Available data:
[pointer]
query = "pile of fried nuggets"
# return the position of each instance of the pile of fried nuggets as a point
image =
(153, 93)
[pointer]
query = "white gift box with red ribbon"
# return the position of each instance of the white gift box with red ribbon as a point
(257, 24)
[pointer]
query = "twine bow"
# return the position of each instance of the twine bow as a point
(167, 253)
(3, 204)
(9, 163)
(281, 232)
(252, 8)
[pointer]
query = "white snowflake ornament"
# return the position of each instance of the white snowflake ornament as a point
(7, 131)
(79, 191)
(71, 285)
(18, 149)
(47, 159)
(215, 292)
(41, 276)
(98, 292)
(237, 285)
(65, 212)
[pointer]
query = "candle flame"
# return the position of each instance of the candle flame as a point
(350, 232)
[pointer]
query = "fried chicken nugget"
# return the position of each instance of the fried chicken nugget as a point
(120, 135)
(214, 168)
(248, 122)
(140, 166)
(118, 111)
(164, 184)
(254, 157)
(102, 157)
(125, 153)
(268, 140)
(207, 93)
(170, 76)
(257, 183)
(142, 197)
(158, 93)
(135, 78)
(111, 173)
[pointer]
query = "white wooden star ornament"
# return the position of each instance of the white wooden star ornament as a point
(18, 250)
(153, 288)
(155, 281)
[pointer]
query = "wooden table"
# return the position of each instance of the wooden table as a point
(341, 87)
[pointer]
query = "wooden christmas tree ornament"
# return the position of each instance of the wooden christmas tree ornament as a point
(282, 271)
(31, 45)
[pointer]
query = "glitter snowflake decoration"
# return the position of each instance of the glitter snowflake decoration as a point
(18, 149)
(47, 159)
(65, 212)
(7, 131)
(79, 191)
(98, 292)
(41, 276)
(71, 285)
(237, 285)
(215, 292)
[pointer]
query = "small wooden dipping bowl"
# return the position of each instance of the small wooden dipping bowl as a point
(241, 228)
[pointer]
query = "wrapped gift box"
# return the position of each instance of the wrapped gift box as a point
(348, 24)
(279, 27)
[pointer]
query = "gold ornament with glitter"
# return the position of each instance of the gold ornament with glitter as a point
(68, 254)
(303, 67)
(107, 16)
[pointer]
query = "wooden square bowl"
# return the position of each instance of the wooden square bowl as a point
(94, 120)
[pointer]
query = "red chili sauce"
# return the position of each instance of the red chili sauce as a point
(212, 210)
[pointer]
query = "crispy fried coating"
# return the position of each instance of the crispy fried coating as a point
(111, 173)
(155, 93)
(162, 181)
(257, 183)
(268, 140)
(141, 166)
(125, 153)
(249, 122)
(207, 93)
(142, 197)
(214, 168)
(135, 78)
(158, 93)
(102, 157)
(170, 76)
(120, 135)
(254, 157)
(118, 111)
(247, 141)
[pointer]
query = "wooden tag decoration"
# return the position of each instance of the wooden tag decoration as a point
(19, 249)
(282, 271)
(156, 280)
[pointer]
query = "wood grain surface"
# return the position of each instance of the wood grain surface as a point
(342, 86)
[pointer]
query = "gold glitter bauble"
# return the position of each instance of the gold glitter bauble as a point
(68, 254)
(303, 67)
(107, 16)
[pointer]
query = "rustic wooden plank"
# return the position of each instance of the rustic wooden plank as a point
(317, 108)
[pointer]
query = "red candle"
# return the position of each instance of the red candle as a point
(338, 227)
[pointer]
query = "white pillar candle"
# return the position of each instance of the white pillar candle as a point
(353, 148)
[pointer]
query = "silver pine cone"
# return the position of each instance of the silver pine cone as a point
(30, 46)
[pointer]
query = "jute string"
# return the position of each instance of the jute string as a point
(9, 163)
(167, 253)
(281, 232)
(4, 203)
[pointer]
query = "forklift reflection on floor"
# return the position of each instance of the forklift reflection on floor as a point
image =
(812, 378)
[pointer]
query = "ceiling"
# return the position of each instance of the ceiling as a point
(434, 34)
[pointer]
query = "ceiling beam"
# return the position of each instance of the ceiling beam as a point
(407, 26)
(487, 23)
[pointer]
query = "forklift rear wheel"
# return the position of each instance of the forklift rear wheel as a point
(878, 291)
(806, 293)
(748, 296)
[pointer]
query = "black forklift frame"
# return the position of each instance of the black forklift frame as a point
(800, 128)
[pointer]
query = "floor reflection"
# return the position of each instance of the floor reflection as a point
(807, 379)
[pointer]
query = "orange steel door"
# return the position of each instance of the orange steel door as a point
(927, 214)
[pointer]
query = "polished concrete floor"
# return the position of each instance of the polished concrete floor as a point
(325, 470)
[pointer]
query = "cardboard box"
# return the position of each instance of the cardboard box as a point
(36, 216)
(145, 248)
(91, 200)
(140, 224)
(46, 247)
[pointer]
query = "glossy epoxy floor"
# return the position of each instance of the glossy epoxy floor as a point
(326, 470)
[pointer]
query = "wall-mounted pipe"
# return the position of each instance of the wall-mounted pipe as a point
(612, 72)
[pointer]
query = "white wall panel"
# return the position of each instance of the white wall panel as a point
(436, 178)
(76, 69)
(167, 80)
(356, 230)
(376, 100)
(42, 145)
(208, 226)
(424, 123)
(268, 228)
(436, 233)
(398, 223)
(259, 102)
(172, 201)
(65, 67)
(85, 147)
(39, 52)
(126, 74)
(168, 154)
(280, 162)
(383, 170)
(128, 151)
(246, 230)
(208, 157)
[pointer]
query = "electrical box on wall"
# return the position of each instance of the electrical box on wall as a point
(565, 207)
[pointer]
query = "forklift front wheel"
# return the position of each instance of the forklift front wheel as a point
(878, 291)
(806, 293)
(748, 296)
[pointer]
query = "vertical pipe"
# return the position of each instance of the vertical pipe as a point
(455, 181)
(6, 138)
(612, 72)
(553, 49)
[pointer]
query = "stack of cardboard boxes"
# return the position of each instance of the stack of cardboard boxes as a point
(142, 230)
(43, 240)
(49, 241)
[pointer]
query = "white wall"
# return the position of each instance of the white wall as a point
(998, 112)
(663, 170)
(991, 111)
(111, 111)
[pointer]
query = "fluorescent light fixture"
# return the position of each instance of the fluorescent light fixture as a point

Task brief: Reproduce each line of the records in which the word "fluorescent" appears.

Result for this task:
query = "fluorescent light fixture"
# return the position of each instance of the fluorescent light fixture as a point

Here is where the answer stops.